**Description of the task**
Put the rows starting with the line with "Would you kindly indicate the shrub" and going on through the line with "column 274, row 173" into a two-column CSV with columns named instruction and reply. Make one CSV line for each instruction and its reply, with each value in a quoted field and any line breaks replaced by spaces.

**Input data**

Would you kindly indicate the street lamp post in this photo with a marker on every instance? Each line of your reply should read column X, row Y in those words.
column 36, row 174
...
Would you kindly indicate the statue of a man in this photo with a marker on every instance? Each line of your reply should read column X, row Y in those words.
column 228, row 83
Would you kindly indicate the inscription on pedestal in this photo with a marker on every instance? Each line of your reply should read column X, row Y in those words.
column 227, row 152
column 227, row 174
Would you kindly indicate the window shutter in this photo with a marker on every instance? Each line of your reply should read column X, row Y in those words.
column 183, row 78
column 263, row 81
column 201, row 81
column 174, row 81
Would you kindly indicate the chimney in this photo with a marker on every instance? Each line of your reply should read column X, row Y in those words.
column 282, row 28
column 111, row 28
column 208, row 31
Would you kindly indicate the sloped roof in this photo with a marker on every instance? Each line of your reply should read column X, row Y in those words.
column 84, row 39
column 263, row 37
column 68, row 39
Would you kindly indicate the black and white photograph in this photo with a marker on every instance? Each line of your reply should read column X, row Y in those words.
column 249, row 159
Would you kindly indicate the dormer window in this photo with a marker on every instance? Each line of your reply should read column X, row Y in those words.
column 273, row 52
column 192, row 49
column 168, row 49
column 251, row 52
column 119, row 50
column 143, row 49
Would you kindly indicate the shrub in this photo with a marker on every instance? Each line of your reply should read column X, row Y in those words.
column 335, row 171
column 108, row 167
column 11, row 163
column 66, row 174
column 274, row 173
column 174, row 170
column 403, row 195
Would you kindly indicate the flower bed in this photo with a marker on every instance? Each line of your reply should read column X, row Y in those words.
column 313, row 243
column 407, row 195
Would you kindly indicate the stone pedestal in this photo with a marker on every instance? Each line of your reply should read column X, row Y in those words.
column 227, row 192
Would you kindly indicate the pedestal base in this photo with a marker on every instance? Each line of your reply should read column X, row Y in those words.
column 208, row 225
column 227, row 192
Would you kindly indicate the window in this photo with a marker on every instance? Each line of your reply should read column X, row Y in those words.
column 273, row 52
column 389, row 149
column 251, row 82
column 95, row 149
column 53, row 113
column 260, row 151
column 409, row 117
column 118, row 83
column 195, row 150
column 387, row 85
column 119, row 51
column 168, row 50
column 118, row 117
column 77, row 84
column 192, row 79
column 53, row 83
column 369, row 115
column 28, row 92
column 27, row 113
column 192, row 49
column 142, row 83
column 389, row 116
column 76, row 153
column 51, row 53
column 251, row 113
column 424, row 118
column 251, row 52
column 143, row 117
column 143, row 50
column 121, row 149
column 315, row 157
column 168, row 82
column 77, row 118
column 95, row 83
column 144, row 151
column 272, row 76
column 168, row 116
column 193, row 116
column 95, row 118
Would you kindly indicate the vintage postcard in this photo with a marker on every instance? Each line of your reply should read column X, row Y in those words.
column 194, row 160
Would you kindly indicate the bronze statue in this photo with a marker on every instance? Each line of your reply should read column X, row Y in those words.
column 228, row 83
...
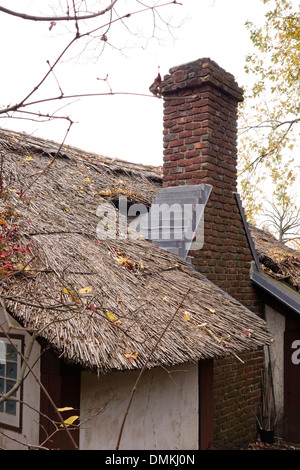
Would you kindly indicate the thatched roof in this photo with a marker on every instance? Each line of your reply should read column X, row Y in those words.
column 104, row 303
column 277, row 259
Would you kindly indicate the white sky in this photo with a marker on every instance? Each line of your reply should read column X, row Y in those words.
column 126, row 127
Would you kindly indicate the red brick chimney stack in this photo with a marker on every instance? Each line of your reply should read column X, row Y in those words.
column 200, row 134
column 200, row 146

**Task output**
instruction,reply
"Would you kindly indicate the shrub in this photo with a marker on every instance? Each line of your reply should read column X, row Y in those words.","column 335, row 171 column 108, row 167 column 11, row 163 column 66, row 174 column 274, row 173"